> **Task to complete**: In the reply, include exactly the lines of the entries below from the first to the line with "search: white lettering on sign", that line included.

Phrase grounding data:

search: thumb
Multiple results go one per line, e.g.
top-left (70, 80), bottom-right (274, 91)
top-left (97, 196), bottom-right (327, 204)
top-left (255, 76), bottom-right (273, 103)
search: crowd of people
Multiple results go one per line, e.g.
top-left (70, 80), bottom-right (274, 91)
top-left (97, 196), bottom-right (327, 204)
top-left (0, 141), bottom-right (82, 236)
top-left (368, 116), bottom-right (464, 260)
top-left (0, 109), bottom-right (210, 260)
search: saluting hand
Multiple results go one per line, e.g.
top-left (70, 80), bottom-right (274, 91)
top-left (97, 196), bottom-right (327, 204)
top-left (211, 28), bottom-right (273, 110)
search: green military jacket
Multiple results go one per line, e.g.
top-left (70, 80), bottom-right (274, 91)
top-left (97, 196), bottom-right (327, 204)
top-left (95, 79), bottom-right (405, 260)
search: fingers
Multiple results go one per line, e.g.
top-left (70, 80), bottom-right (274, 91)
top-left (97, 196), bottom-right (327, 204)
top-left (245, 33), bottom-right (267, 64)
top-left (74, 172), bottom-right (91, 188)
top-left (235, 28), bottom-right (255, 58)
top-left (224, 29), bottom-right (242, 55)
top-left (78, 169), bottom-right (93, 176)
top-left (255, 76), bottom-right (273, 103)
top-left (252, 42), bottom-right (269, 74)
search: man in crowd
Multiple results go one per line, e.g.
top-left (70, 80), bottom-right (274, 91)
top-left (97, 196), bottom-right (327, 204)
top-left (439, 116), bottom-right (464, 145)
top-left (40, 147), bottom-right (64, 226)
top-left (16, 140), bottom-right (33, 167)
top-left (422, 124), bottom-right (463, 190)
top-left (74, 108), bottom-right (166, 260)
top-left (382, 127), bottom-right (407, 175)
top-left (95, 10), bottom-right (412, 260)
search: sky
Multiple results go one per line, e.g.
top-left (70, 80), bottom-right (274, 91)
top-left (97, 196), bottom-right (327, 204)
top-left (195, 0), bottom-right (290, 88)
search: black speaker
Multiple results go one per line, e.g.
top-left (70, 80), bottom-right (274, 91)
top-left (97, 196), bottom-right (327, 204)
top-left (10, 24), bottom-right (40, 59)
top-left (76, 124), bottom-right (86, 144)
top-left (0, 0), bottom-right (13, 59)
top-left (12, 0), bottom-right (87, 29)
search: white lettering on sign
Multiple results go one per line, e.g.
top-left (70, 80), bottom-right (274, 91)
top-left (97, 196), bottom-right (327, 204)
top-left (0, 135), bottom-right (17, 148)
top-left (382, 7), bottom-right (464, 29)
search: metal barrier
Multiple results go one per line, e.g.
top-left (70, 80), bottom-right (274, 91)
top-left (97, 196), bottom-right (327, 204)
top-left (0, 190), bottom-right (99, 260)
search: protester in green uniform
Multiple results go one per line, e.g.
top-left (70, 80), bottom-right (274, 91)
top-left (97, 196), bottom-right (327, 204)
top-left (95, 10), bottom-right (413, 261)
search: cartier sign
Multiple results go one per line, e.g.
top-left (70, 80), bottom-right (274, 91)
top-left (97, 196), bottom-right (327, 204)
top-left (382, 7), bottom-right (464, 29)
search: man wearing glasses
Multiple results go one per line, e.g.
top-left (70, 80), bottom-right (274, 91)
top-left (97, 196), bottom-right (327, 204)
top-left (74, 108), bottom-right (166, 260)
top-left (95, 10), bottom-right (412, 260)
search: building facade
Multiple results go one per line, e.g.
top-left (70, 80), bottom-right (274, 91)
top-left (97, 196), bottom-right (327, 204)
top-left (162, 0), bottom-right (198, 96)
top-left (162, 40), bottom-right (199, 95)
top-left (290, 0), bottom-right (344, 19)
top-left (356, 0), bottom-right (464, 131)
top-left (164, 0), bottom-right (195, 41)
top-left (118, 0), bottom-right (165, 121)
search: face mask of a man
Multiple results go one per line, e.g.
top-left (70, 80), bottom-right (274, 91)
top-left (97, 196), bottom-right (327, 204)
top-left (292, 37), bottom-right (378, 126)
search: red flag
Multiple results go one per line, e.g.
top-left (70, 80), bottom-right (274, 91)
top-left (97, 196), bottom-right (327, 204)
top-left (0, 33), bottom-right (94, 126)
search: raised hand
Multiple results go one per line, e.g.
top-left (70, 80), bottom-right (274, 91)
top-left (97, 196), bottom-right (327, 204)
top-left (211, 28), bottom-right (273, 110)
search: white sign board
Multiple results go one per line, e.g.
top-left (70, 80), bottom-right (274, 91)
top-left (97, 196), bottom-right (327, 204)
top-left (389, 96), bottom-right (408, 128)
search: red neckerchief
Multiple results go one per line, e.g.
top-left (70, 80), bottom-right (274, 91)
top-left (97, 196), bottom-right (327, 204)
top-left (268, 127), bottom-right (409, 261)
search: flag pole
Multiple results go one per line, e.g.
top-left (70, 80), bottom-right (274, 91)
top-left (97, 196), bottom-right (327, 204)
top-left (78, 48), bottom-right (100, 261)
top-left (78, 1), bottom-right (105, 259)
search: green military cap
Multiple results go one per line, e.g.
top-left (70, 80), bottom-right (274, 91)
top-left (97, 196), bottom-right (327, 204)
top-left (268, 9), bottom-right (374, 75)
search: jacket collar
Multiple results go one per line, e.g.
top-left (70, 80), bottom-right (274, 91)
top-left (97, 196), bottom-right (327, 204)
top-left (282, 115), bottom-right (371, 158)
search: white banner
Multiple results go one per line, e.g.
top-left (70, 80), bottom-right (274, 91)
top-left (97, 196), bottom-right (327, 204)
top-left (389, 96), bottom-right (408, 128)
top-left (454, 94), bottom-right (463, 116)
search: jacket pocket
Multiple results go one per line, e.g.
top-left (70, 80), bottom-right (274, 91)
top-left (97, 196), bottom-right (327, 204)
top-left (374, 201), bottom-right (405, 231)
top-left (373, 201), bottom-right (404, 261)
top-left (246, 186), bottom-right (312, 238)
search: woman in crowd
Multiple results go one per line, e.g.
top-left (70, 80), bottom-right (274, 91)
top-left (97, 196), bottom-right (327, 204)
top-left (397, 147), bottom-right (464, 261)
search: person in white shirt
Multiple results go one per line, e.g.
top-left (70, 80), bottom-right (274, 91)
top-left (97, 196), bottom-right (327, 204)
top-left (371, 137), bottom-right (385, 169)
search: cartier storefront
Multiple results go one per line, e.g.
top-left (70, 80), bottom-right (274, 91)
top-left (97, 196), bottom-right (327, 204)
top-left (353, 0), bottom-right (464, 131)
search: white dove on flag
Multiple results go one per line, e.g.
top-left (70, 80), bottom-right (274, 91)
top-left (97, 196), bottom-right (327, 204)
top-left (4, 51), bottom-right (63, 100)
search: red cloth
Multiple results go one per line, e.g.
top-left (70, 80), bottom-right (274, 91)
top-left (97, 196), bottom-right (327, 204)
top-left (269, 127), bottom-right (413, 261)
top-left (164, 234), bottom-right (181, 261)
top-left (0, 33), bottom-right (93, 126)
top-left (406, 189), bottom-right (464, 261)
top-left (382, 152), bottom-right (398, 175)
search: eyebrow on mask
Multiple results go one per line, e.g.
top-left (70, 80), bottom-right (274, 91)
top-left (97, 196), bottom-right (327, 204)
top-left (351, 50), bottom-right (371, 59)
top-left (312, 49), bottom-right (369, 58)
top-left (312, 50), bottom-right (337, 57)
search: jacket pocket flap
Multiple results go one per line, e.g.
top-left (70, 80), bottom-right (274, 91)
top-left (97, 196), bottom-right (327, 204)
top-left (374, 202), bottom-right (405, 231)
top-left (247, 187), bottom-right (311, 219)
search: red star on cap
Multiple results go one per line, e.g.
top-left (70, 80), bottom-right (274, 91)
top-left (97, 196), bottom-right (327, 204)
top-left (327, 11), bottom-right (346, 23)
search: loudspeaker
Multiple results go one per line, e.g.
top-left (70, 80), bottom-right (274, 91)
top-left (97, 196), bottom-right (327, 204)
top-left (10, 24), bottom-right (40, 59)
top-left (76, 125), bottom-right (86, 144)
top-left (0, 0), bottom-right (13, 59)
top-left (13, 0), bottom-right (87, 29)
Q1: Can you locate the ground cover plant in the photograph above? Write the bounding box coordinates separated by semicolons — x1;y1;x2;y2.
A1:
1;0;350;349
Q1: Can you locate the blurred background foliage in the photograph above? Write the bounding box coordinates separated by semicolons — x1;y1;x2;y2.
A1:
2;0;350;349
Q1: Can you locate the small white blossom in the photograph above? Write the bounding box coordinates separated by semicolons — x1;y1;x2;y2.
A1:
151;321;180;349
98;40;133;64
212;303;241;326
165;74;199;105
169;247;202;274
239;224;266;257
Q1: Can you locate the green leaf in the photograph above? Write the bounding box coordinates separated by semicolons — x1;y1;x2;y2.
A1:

> **Written solution**:
search: thumb
Multiple results go one per line, e.g.
top-left (70, 80), bottom-right (274, 91)
top-left (97, 196), bottom-right (327, 204)
top-left (255, 76), bottom-right (273, 103)
search: crowd of people
Multiple results go one per line, e.g.
top-left (70, 80), bottom-right (274, 91)
top-left (97, 196), bottom-right (327, 204)
top-left (0, 141), bottom-right (82, 236)
top-left (368, 116), bottom-right (464, 260)
top-left (0, 109), bottom-right (210, 260)
search: saluting hand
Multiple results go one per line, e.g.
top-left (70, 80), bottom-right (274, 91)
top-left (97, 196), bottom-right (327, 204)
top-left (211, 28), bottom-right (273, 110)
search: green military jacket
Multiple results go one per line, e.g.
top-left (70, 80), bottom-right (274, 91)
top-left (97, 196), bottom-right (327, 204)
top-left (95, 79), bottom-right (405, 260)
search: fingers
Multiple results go one per line, e.g.
top-left (70, 80), bottom-right (274, 91)
top-left (97, 196), bottom-right (327, 204)
top-left (245, 33), bottom-right (267, 64)
top-left (74, 172), bottom-right (91, 188)
top-left (235, 28), bottom-right (255, 58)
top-left (224, 29), bottom-right (242, 55)
top-left (78, 169), bottom-right (93, 176)
top-left (255, 76), bottom-right (273, 103)
top-left (252, 42), bottom-right (269, 74)
search: man in crowd
Multiple results go one per line, e.g.
top-left (70, 80), bottom-right (274, 91)
top-left (97, 196), bottom-right (327, 204)
top-left (439, 116), bottom-right (464, 145)
top-left (40, 147), bottom-right (64, 226)
top-left (16, 140), bottom-right (33, 167)
top-left (422, 124), bottom-right (463, 190)
top-left (74, 108), bottom-right (166, 260)
top-left (382, 127), bottom-right (407, 175)
top-left (95, 10), bottom-right (412, 260)
search: sky
Multiple results go one per line, e.g.
top-left (70, 80), bottom-right (274, 91)
top-left (97, 196), bottom-right (327, 204)
top-left (195, 0), bottom-right (290, 88)
search: black speaker
Multiple results go one per line, e.g.
top-left (70, 80), bottom-right (274, 91)
top-left (97, 196), bottom-right (327, 204)
top-left (10, 24), bottom-right (40, 59)
top-left (76, 124), bottom-right (86, 144)
top-left (0, 0), bottom-right (13, 59)
top-left (12, 0), bottom-right (87, 29)
search: white lettering on sign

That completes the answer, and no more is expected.